(Saved entries)
* * * *

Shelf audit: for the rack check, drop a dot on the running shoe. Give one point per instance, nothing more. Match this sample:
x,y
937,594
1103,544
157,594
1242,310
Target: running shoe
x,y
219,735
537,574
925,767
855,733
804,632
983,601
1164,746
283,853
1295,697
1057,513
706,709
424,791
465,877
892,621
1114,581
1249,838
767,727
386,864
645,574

* * * *

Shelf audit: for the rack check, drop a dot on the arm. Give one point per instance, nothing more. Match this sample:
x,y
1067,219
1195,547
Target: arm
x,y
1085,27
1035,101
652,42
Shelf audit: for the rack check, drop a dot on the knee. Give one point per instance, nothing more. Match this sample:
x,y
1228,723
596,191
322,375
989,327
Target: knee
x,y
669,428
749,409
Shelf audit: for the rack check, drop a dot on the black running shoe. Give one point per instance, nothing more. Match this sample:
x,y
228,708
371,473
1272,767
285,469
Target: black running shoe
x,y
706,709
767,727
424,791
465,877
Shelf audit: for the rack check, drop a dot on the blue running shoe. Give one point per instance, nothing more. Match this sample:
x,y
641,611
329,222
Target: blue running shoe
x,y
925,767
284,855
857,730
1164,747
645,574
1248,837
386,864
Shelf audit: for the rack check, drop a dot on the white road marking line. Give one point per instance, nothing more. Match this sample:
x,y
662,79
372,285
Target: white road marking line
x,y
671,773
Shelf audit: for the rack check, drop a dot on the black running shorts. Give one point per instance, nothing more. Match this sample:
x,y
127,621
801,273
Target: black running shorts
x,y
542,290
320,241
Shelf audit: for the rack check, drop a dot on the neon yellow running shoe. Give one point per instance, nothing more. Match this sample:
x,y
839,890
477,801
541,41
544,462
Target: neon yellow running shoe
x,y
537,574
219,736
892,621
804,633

* * * *

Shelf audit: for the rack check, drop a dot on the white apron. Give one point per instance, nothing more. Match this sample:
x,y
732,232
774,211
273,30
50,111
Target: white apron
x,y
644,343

* * * *

**Exercise objective**
How many lines in the rows above contain the string "drop"? Case counts, so give only the number.

**Worked answer**
9